Scan the records for lines with the word "list", and copy every such line.
___ PROVIDED ENTRIES ___
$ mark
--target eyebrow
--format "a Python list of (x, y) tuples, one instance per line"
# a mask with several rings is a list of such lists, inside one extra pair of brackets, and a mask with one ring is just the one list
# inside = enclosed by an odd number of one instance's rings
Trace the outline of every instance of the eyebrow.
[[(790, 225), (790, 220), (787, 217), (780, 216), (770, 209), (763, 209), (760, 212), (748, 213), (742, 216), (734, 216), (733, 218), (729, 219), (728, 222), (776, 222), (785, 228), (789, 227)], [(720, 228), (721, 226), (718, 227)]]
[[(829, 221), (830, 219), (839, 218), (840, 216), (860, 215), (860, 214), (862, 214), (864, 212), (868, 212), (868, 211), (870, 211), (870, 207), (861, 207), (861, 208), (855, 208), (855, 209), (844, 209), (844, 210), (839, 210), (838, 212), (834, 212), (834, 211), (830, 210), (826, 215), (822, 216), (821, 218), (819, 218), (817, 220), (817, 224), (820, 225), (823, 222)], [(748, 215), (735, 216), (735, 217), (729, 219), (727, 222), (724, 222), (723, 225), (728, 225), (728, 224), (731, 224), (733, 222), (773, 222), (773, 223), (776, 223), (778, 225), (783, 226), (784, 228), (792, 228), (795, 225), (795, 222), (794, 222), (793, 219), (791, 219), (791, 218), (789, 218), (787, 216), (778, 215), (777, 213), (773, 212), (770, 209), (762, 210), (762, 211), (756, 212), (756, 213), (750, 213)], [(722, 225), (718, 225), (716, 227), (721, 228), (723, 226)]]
___
* OUTPUT OF THE TASK
--format "a Python list of (x, y) tuples, one instance per line"
# a mask with several rings is a list of such lists, inside one extra pair of brackets, and a mask with one ring is just the one list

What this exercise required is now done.